After tflite invoke, the tflite model use a larger memory

I try to use the tflite model via c++ and deploy it on mobile.
Here is the code example:

void Model::Inference(const std::vector<int> &inputs,
                      std::vector<int> &outputs){
  int size = inputs.size();
  const std::vector<int> input_size = {size};
  std::cout<<"model memo 1: "<<physical_memory_used_by_process_temp()<<std::endl;
  interpreter_->ResizeInputTensorStrict(0, input_size);
  interpreter_->AllocateTensors();
  std::cout<<"model memo 2: "<<physical_memory_used_by_process_temp()<<std::endl;
  int* input_tensor = interpreter_->typed_input_tensor<int>(0);
  for(int i = 0; i < input_size[0]; i++){
    input_tensor[i] = inputs[i];
  }
  std::cout<<"model memo 3: "<<physical_memory_used_by_process_temp()<<std::endl;
  interpreter_->Invoke();
  std::cout<<"model memo 4: "<<physical_memory_used_by_process_temp()<<std::endl;
  int* output_tensor = interpreter_->typed_output_tensor<int>(0);
  std::cout<<"model memo 5: "<<physical_memory_used_by_process_temp()<<std::endl;
 
  auto output_size = interpreter_->output_tensor(0)->dims->data[0];
  for(int i = 0; i < output_size; i++){
    if(output_tensor[i] == end_token_id_)
      break;
    outputs.push_back(output_tensor[i]);
  }
}

The model file size is 85MB. The memory usage is only 140MB when the model is loaded. After the interpreter_->Invoke() , the memory usage increase to 200 or even 250 mb and never go down. Is this normal? Is there any way to release the increased memory usage?

Any help? I’ve been struggling with this issue for a few days. :smiley: :smiley: :smiley:

??? Any help???

....................

#### Aim 1:
Rescale everything in the rows from the start down to the line containing "x=94, y=785", both ends included. Give those lines again with the requests, multiply every coordinate in the answers by 0.65, round to whole numbers with halves rounded up, and leave out the pictures.

....................

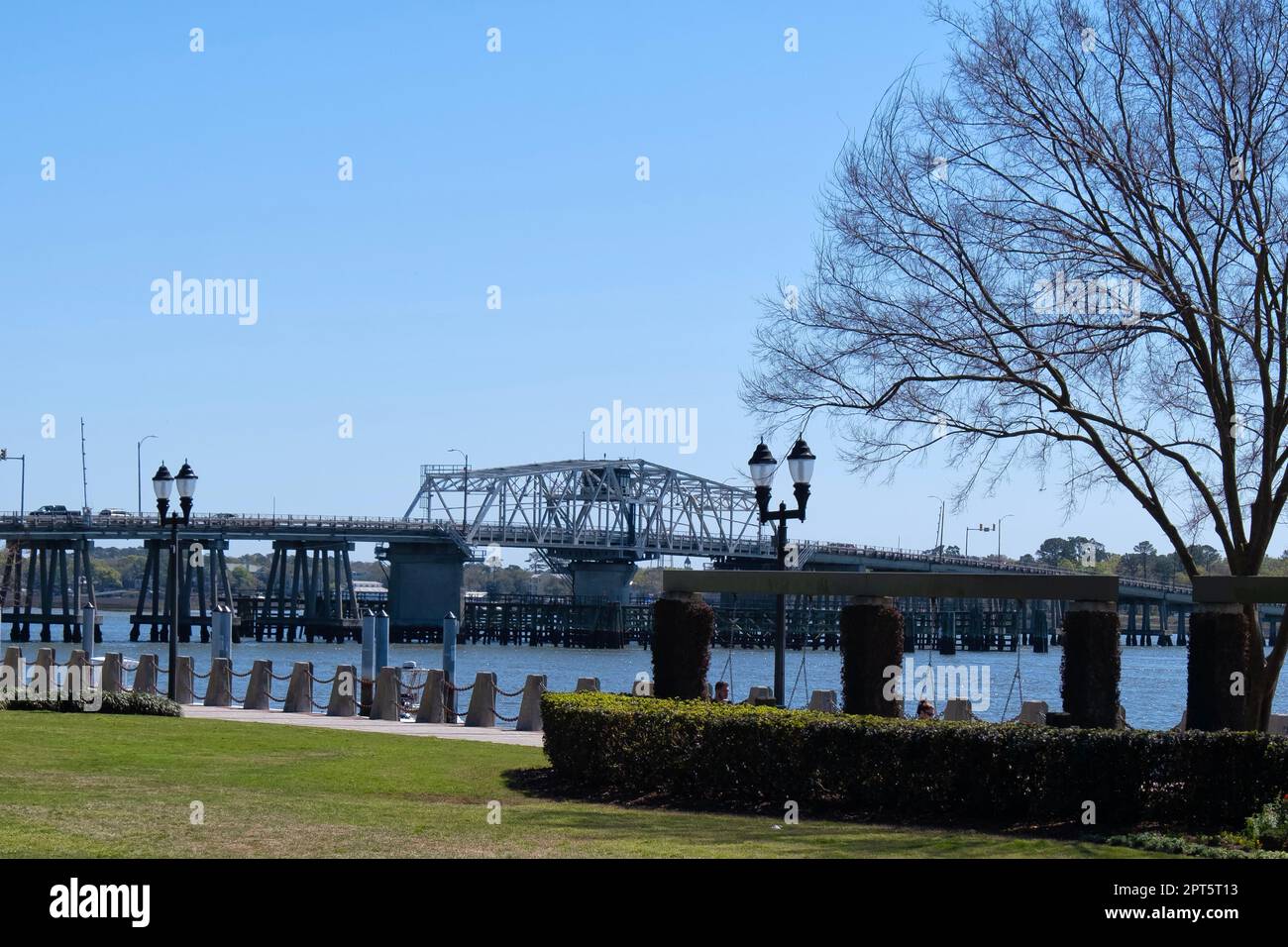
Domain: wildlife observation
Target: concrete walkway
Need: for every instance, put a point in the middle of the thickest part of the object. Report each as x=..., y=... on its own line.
x=445, y=731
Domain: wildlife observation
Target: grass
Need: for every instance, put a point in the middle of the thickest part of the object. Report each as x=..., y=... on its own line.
x=89, y=785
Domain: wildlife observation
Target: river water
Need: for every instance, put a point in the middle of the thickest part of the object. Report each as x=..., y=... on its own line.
x=1153, y=678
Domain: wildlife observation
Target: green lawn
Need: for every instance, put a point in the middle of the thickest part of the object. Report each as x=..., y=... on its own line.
x=94, y=785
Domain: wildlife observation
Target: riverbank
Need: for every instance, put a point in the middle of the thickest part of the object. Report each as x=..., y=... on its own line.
x=82, y=785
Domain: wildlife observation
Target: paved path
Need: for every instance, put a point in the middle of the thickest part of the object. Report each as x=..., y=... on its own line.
x=445, y=731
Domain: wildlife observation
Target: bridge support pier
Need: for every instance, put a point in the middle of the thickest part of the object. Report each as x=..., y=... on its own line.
x=320, y=599
x=425, y=581
x=47, y=570
x=192, y=578
x=603, y=579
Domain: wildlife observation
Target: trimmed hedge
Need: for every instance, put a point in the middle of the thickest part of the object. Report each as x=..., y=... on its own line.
x=683, y=629
x=697, y=753
x=1219, y=647
x=1090, y=668
x=114, y=702
x=871, y=642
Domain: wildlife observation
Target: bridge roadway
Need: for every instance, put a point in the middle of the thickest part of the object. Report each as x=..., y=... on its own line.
x=576, y=544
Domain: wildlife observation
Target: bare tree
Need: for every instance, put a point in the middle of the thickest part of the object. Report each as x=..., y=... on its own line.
x=1070, y=253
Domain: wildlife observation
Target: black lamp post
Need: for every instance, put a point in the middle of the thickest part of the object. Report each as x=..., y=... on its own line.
x=161, y=484
x=800, y=464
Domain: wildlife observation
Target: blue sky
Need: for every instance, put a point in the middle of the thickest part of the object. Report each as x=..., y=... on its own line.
x=472, y=169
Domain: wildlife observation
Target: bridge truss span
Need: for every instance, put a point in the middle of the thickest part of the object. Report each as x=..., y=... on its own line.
x=584, y=508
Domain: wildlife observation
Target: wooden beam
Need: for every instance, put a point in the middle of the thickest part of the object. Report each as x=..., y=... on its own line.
x=894, y=583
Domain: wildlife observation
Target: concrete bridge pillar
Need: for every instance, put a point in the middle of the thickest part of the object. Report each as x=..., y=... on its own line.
x=425, y=582
x=605, y=579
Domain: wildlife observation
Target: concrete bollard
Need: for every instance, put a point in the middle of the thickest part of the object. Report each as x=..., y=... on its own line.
x=259, y=685
x=387, y=689
x=78, y=676
x=219, y=684
x=824, y=701
x=299, y=690
x=1033, y=712
x=529, y=709
x=222, y=633
x=114, y=677
x=146, y=674
x=343, y=701
x=432, y=698
x=482, y=701
x=17, y=665
x=183, y=681
x=43, y=673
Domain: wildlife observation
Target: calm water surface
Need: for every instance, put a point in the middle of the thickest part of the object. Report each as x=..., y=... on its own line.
x=1153, y=680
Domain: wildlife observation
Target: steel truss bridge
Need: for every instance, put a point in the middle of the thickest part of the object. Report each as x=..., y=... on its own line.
x=580, y=509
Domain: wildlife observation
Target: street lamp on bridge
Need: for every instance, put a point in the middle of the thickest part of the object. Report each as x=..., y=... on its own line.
x=22, y=489
x=800, y=464
x=975, y=528
x=162, y=483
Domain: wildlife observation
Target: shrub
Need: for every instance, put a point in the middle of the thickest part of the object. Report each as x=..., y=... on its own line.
x=682, y=647
x=1269, y=827
x=1219, y=643
x=706, y=754
x=115, y=702
x=1090, y=668
x=1171, y=844
x=871, y=641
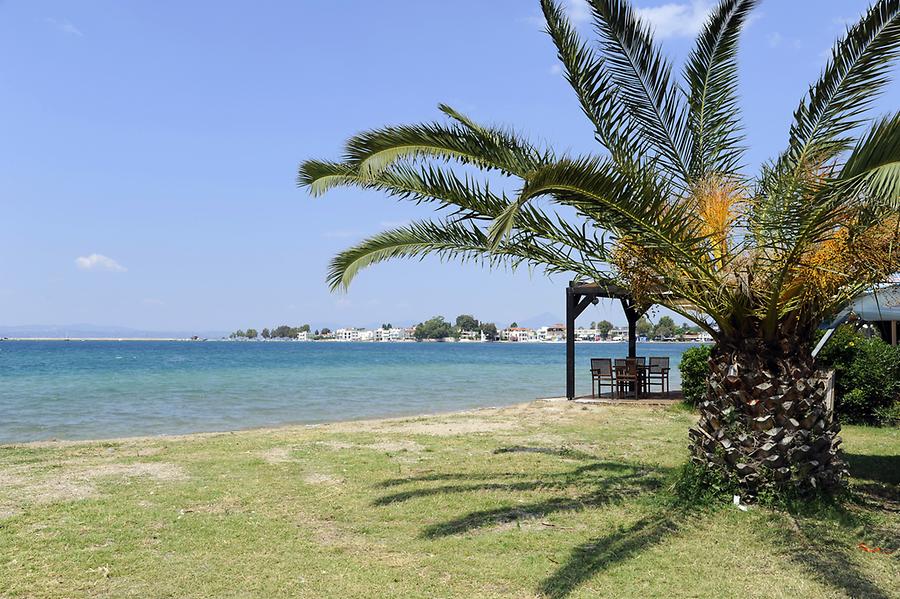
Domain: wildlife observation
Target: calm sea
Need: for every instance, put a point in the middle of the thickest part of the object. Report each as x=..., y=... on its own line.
x=103, y=389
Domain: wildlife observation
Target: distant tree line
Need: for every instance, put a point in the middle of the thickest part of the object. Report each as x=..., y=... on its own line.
x=439, y=328
x=282, y=332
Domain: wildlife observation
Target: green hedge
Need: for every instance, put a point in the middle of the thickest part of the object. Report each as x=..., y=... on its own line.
x=867, y=377
x=694, y=369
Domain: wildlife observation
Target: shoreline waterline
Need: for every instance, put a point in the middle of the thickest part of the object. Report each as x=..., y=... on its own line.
x=93, y=390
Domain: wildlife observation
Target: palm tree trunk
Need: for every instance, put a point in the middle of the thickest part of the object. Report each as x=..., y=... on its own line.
x=765, y=423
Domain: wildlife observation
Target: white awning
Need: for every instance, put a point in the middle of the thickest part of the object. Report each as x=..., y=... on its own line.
x=880, y=304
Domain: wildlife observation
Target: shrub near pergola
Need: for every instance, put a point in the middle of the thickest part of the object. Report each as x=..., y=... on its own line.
x=668, y=212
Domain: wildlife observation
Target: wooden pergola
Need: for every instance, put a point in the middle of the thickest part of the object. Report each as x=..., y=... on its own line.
x=579, y=295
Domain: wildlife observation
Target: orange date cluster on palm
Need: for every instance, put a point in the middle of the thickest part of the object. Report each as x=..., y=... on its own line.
x=765, y=422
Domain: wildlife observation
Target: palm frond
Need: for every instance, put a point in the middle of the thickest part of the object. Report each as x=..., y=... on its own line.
x=852, y=80
x=875, y=162
x=372, y=152
x=639, y=209
x=319, y=176
x=711, y=76
x=644, y=80
x=594, y=87
x=451, y=240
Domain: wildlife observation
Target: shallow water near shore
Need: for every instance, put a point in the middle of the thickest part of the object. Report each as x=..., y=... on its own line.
x=104, y=389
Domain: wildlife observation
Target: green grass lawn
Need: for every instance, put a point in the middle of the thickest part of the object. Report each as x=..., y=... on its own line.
x=541, y=500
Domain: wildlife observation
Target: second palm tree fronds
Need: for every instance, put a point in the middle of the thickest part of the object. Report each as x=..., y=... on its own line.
x=668, y=211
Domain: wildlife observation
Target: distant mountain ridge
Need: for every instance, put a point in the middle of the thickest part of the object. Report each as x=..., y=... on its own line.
x=76, y=331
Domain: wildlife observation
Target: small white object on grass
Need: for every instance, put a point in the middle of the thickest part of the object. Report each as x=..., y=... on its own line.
x=737, y=503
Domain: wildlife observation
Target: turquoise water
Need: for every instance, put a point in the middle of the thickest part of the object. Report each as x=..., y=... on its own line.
x=104, y=389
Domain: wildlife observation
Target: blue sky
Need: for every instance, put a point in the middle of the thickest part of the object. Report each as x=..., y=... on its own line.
x=150, y=148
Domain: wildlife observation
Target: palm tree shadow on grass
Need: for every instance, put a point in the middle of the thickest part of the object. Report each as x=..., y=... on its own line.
x=594, y=483
x=590, y=484
x=877, y=479
x=826, y=558
x=592, y=557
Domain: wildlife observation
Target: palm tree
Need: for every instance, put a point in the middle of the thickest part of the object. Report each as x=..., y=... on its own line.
x=668, y=211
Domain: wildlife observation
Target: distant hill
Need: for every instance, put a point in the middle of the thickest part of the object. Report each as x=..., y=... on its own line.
x=99, y=331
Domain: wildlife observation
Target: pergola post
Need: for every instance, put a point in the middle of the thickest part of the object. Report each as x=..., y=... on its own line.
x=570, y=343
x=632, y=316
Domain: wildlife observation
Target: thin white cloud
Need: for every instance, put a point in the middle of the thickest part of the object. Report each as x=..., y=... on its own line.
x=578, y=11
x=676, y=19
x=393, y=224
x=98, y=262
x=65, y=26
x=339, y=234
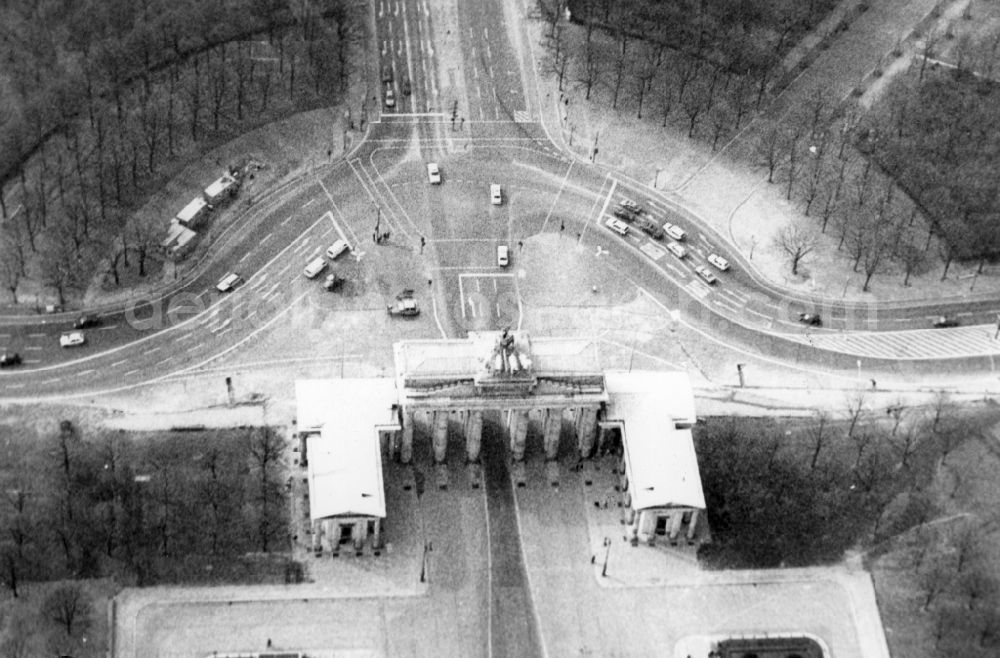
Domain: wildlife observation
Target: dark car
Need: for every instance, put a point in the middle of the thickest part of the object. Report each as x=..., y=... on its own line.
x=85, y=321
x=811, y=319
x=332, y=282
x=624, y=213
x=405, y=305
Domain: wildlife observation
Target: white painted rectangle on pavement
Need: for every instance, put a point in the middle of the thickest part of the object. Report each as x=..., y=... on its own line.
x=653, y=251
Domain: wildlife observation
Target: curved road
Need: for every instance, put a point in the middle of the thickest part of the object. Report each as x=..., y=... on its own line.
x=477, y=122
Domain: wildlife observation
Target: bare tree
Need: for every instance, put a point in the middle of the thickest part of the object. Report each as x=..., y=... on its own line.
x=68, y=606
x=820, y=433
x=795, y=242
x=769, y=149
x=266, y=450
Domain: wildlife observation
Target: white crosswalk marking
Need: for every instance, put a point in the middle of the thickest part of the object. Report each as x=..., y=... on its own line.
x=913, y=344
x=698, y=288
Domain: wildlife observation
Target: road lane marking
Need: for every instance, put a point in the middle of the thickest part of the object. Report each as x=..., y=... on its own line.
x=555, y=199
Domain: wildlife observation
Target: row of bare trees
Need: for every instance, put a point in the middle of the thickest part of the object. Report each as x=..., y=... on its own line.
x=86, y=509
x=141, y=92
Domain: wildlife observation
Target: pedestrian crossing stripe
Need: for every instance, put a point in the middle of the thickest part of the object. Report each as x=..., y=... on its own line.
x=698, y=289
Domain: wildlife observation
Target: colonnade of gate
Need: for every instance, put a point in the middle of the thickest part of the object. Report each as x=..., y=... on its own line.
x=517, y=422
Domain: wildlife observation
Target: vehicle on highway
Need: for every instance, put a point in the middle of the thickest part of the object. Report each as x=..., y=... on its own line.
x=618, y=226
x=718, y=262
x=404, y=305
x=85, y=321
x=630, y=205
x=624, y=214
x=337, y=248
x=332, y=282
x=705, y=274
x=651, y=228
x=674, y=231
x=228, y=282
x=72, y=339
x=314, y=267
x=433, y=173
x=944, y=321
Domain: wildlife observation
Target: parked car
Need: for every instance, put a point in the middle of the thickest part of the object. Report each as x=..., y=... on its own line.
x=72, y=339
x=85, y=321
x=404, y=305
x=618, y=226
x=337, y=248
x=944, y=321
x=676, y=249
x=651, y=228
x=674, y=231
x=624, y=214
x=503, y=255
x=332, y=282
x=630, y=205
x=705, y=274
x=228, y=282
x=314, y=267
x=718, y=262
x=433, y=173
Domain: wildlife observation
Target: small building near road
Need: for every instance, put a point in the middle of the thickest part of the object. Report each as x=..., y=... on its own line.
x=179, y=240
x=654, y=413
x=194, y=213
x=222, y=189
x=343, y=425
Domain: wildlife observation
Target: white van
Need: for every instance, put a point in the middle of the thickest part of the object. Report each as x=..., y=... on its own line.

....................

#### Aim 2:
In the forum thread about tflite memory usage, what is the size of the model file?

#### Exercise response 1:
Domain: wildlife observation
Target: concrete walkway
Need: for every instance, put a point in the middle of the thickest part of the object. Report each as x=..., y=... on its own line.
x=289, y=475
Domain: wildlife observation
Target: grass
Need: for every instance, put a point in the middle of the thickest part of the object. Report each as x=..., y=... on its own line.
x=58, y=510
Domain: wildlife observation
Target: river water
Need: for every instance, put a point in the middle of the thickest part of the object. Report each as x=..., y=... on its own line.
x=749, y=441
Domain: wildlife observation
Target: green lawn
Need: for every instance, put a point in the middle of the thickest part of the object. Report each as x=..., y=... on its own line.
x=61, y=510

#### Exercise response 2:
85MB.